_PASSAGE FOR REVIEW:_
A second attempt at playing the game on Sunday also failed, amid Boca claims of being unable to play “in equal conditions” that were eventually upheld by CONMEBOL. While Argentina and the football world as a whole waited for a meeting between all concerned in Asunción that would determine the future of the Libertadores final, back in Buenos Aires heads were rolling.
Buenos Aires City Security Minister Martín Ocampo resigned, a decision that seemed to confirm at least two hypotheses over this failed showpiece: that the security authorities, and not solely River or “those who threw rocks,” as that same ministry had claimed just hours earlier on Monday; and that unlike in so many other areas, the inability to properly stage a football match is something that cuts deep into football-mad Macri. “I do not understand I. Do. Not. Understand,” the head of state blurted out during a press conference, following a series of events that left him visibly apoplectic and desperate for a scapegoat.
Nobody would be so bold as to remove blame from the thugs who launched this cowardly attack on the Boca coach. But neither was the violence in any way unexpected. As any habitual observer of Argentina’s lower leagues – where police escorts are even skinnier and the headlines at national level sparse – can tell you, barely a match goes by without an away club’s vehicle being subjected to such an attack, with the minimum of repercussions. In the same week as the Copa second leg Buenos Aires’ finest were sent into an ignominious retreat by a handful of rampaging barras of third-tier All Boys, showing once more that the police are not fit for purpose. If Macri and those in charge cannot or refuse to draw that conclusion from the weekend’s events, they will continue to repeat themselves.
SHOW WILL GO ON
In the meantime the Libertadores will, provisionally at least, go on. But not in Argentina. Tuesday’s meeting at CONMEBOL headquarters that included River and Boca chiefs Rodolfo D’Onofrio and Daniel Angelici ended in the commitment to replay the final outside the country, possibly in Paraguayan capital Asunción, on the weekend of December 8/9.
Angelici for one was furious with the decision, and steadfastly refuses to accept any decision other than the awarding of the Copa to Boca on the grounds that his team were punished with disqualification in similar circumstances – after the infamous ‘pepper spray’ match of 2015.
It is clear at this point that whatever compromise is reached, no single act will clear the name of a Libertadores that has been tainted beyond repair. The usual opinion-setters have come out in force, blaming a “sick” Argentine society and bemoaning the fact that, once more, the country has hit the headlines for the wrong reasons.
Pinning responsibility on the supposed decadence of the Argentine people is an easy manner of avoiding a real conversation about the events of last Saturday, however. The Copa Libertadores and Argentina were brought into disrepute firstly because of the criminal actions of a handful of violent fans and secondly through the incompetence of those entrusted with keeping the peace.
Little can be done about that first group; but if those in charge do not act against failed security authorities and procedures, this kind of harrowing scene will never be eradicated.

_WORK ITEM A:_
Using the article on the failed Libertadores final, explain in one to three sentences why Angelici insists that the Copa be awarded to Boca.
_WORK ITEM B:_
Rewrite everything in the article on the failed Libertadores final from "SHOW WILL GO" down to "of December 8/9.", replacing "provisionally" with "for now".

_DATA EXTRACT:_
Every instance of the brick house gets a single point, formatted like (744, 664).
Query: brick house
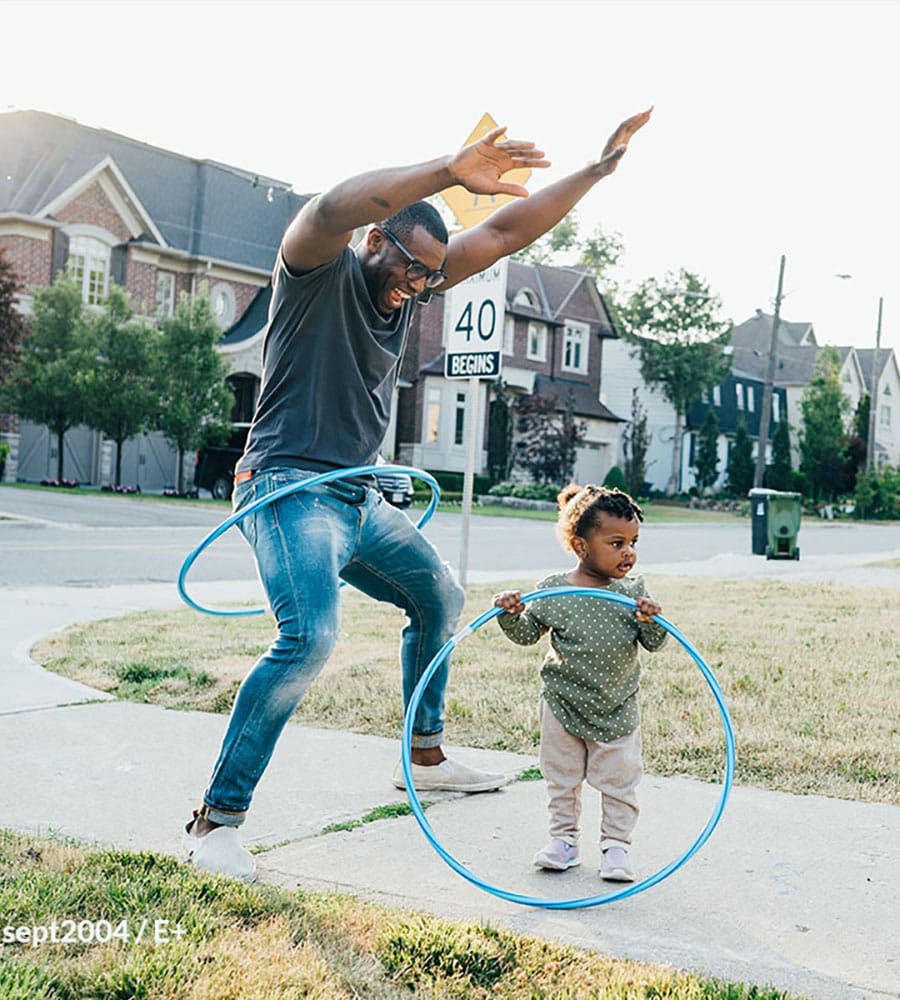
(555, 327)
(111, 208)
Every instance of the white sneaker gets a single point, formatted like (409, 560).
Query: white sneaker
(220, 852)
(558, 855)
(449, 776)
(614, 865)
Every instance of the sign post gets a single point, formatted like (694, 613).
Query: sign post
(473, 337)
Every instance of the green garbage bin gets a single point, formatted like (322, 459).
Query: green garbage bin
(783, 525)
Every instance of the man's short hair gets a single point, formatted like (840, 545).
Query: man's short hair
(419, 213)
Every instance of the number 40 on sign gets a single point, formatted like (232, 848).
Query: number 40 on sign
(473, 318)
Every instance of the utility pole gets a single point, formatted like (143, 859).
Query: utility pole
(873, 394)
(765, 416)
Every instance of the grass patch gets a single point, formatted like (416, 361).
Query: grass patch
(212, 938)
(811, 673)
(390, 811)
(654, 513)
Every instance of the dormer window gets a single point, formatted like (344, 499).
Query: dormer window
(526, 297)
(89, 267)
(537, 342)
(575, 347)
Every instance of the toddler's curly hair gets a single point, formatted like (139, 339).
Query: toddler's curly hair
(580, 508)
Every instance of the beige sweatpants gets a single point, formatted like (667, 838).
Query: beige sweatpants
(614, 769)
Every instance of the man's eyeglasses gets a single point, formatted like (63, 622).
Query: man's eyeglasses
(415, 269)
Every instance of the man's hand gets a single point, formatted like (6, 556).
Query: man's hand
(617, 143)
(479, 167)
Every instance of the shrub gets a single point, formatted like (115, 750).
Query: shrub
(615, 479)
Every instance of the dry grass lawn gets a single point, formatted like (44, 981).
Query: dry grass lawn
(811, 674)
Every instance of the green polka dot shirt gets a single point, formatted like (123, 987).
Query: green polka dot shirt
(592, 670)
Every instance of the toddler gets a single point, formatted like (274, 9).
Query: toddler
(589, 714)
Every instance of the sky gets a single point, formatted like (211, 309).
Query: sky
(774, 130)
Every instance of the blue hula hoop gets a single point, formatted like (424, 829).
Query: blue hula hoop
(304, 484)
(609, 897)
==
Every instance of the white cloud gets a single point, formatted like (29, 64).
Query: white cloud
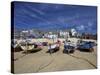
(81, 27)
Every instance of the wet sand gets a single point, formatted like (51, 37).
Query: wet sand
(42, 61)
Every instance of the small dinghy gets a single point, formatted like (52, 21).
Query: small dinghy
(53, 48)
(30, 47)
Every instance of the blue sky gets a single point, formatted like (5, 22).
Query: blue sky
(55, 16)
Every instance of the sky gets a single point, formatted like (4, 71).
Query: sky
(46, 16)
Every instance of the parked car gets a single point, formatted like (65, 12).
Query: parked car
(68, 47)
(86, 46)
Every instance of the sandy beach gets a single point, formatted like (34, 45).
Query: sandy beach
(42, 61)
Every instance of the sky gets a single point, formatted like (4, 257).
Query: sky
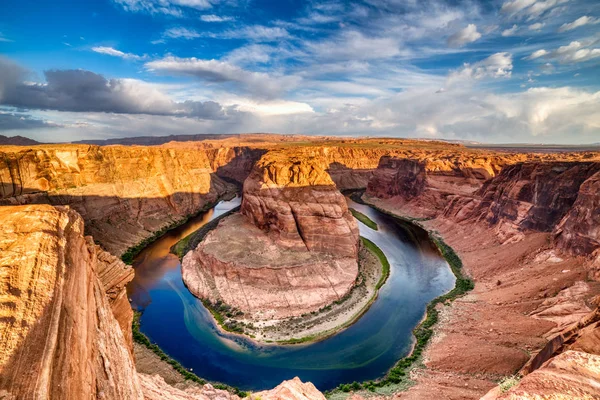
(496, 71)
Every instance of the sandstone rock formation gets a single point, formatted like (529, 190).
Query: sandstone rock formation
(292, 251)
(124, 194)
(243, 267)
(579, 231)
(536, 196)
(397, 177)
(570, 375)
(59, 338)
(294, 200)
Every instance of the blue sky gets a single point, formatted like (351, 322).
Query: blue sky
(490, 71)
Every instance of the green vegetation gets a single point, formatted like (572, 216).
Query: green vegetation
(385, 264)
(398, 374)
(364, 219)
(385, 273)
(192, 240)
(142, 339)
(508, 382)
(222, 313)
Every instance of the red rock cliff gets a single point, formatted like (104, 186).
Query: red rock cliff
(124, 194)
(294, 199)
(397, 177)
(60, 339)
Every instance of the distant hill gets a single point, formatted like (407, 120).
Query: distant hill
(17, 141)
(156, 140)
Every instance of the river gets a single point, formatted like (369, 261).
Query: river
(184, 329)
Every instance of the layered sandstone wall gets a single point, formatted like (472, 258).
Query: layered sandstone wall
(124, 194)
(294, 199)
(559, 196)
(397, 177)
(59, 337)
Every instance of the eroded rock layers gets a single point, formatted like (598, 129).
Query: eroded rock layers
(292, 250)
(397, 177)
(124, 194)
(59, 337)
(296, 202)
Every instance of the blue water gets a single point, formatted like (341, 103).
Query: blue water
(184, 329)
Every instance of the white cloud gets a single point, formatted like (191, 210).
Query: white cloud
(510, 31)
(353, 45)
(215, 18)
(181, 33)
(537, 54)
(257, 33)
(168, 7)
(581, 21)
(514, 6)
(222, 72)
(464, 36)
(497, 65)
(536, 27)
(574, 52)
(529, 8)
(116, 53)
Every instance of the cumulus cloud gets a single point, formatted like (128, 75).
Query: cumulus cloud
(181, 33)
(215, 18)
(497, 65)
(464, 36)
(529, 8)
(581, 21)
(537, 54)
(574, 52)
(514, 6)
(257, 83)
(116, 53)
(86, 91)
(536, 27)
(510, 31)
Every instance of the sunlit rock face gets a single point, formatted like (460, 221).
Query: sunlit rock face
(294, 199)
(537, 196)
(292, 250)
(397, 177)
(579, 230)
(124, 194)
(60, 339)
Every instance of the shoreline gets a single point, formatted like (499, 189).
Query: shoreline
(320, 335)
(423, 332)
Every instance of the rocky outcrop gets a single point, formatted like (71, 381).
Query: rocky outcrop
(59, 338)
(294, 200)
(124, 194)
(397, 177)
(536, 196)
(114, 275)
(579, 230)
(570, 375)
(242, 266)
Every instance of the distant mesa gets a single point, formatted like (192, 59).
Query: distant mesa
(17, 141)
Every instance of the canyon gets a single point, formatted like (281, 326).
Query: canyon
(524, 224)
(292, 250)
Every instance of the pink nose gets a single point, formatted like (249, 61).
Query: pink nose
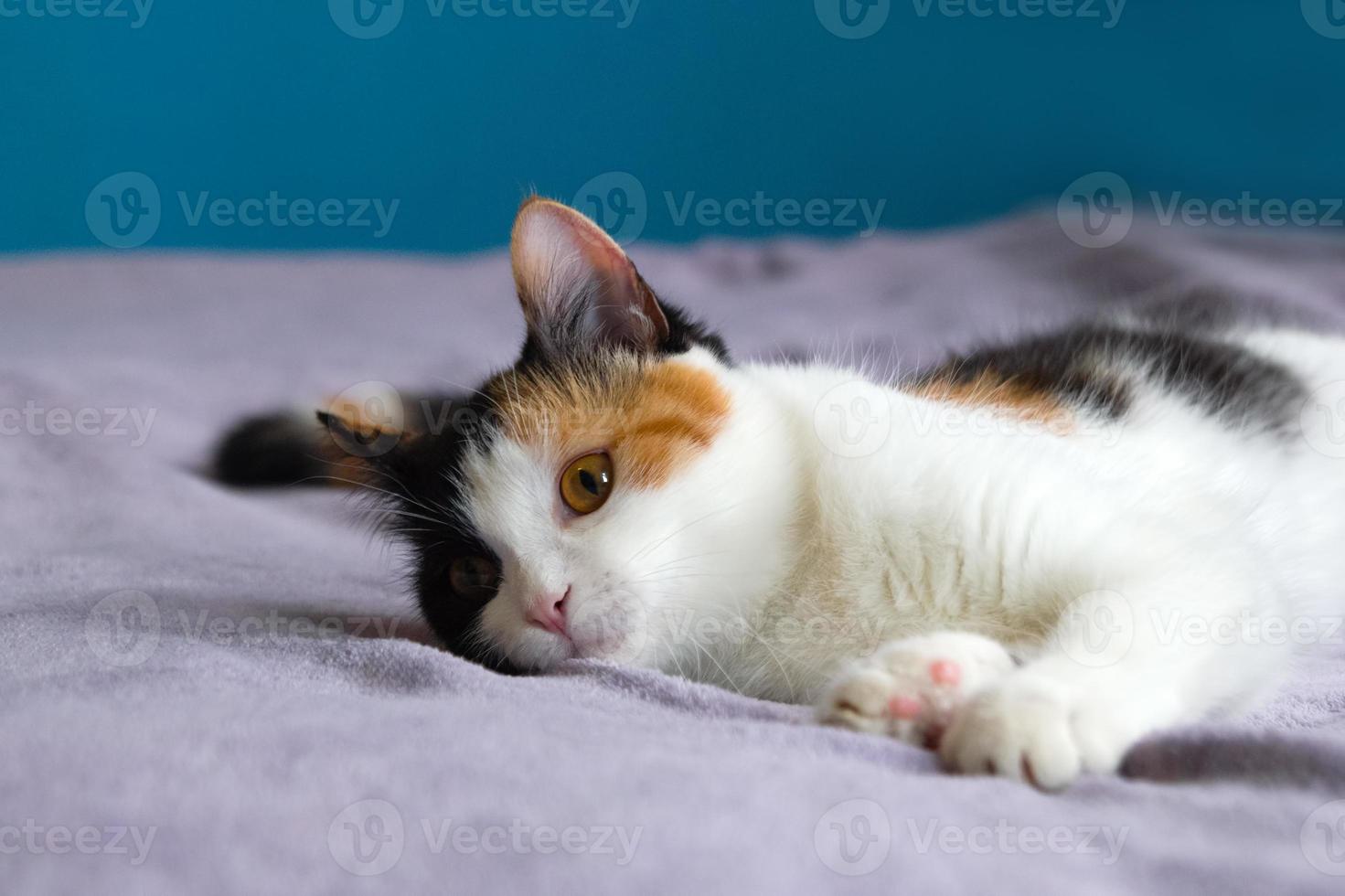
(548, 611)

_EXERCISE OUTPUT A:_
Angelici refuses to accept any other decision because Boca were punished with disqualification in similar circumstances after the "pepper spray" match of 2015. He argues that River should face the same penalty now.

_EXERCISE OUTPUT B:_
SHOW WILL GO ON
In the meantime the Libertadores will, for now at least, go on. But not in Argentina. Tuesday’s meeting at CONMEBOL headquarters that included River and Boca chiefs Rodolfo D’Onofrio and Daniel Angelici ended in the commitment to replay the final outside the country, possibly in Paraguayan capital Asunción, on the weekend of December 8/9.